Texte à lire:
::::

Nombreux sont mes ami(e)s, mes contacts et mes séminaristes qui me demandent de revenir sur les concepts de la finance conforme aux préceptes et de la morale de l'islam, décrite comme éthique, socialement responsable et verte avec plus de précisions de ses différents référentiels et de ses objectifs réels autres que le profit et le gain financier. Ils m'ont surtout demandé de détailler et de clarifier les nombreux points d'ombre et d'amalgame que cette forme de finance suscite dans les milieux financiers en général et dans l'esprit des législateurs ou des autorités monétaires en particulier.

Ceux avec qui j'ai eu à travailler dans le cadre des différents projets d'élaboration de produits bancaires et d'instruments ou d'outils financiers filtrés conformément aux recommandations et aux normes de la finance islamique, dans le cadre des divers séminaires, ainsi que ceux qui ont suivi mes diverses contributions tendant à participer à la vulgarisation des pratiques de la finance islamique et enfin certains amis proches, souhaitent tous voir une analyse explicative et détaillée de l'apport potentiel de cette forme de finance en Algérie dans le contexte actuel ainsi que des conditions fondamentales préalables ou d'accompagnement de son développement.

En effet, suite aux diverses déclarations et orientations des officiels algériens concernant la nécessité de développer le marché algérien de la finance islamique, l'autorisation tacite accordée aux banques publiques de lancer des produits et des outils financiers conformes à l'éthique islamique et, enfin, la reconnaissance, même si parfois c'est à demi-mot et parfois à reculons, des avantages que cette finance spécifique pourrait apporter non seulement aux citoyens, mais également à la bancarisation d'importantes franges de la société algérienne, il devient, donc nécessaire d'apporter les précisions qui s'imposent pour la compréhension du concept.

::::

Énoncé du problème: Recopiez tout ce qui va de "En effet, suite" jusqu'à "compréhension du concept." dans le texte sur la finance islamique, en substituant "banques privées" à "banques publiques". Les lignes n'interviennent en rien dans ce travail.

Lignes présentées:
::::

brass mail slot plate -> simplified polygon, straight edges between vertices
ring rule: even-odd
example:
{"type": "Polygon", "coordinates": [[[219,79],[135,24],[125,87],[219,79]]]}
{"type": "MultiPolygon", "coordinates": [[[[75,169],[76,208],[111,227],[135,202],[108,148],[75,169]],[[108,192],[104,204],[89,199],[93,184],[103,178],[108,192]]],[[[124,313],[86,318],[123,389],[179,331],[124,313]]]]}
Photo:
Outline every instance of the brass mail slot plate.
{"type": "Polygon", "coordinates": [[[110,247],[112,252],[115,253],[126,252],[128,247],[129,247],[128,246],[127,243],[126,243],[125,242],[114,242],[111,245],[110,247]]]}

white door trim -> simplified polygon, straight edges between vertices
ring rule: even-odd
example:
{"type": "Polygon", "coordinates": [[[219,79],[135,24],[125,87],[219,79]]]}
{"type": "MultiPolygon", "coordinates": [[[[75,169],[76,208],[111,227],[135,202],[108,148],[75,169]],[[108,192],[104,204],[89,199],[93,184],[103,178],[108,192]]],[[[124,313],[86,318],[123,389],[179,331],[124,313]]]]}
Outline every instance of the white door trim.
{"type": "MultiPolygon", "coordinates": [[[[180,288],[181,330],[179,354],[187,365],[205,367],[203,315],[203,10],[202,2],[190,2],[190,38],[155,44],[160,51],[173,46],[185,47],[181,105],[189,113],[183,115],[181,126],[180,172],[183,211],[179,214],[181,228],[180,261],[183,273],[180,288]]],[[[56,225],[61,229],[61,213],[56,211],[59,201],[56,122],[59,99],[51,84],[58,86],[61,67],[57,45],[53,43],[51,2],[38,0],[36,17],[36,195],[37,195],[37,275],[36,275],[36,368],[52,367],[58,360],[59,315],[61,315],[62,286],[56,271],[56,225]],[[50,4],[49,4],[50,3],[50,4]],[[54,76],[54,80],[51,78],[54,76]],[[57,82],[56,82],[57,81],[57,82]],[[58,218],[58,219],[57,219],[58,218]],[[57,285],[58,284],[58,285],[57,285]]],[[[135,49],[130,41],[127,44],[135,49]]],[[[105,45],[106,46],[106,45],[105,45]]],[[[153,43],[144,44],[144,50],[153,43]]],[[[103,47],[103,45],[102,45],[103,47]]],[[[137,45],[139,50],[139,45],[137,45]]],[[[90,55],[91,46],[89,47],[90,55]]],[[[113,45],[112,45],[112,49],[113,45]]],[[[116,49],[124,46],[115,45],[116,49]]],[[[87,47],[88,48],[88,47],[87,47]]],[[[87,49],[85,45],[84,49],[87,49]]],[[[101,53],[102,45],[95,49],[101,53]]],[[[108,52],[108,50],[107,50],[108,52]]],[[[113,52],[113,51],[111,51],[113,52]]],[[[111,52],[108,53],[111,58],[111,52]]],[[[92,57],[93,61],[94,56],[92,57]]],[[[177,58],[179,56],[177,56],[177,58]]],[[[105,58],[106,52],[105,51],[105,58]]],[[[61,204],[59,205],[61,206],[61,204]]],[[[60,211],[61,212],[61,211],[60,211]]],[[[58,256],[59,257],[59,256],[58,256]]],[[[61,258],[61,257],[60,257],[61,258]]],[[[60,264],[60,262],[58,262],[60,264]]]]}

::::

Réponse attendue:
En effet, suite aux diverses déclarations et orientations des officiels algériens concernant la nécessité de développer le marché algérien de la finance islamique, l'autorisation tacite accordée aux banques privées de lancer des produits et des outils financiers conformes à l'éthique islamique et, enfin, la reconnaissance, même si parfois c'est à demi-mot et parfois à reculons, des avantages que cette finance spécifique pourrait apporter non seulement aux citoyens, mais également à la bancarisation d'importantes franges de la société algérienne, il devient, donc nécessaire d'apporter les précisions qui s'imposent pour la compréhension du concept.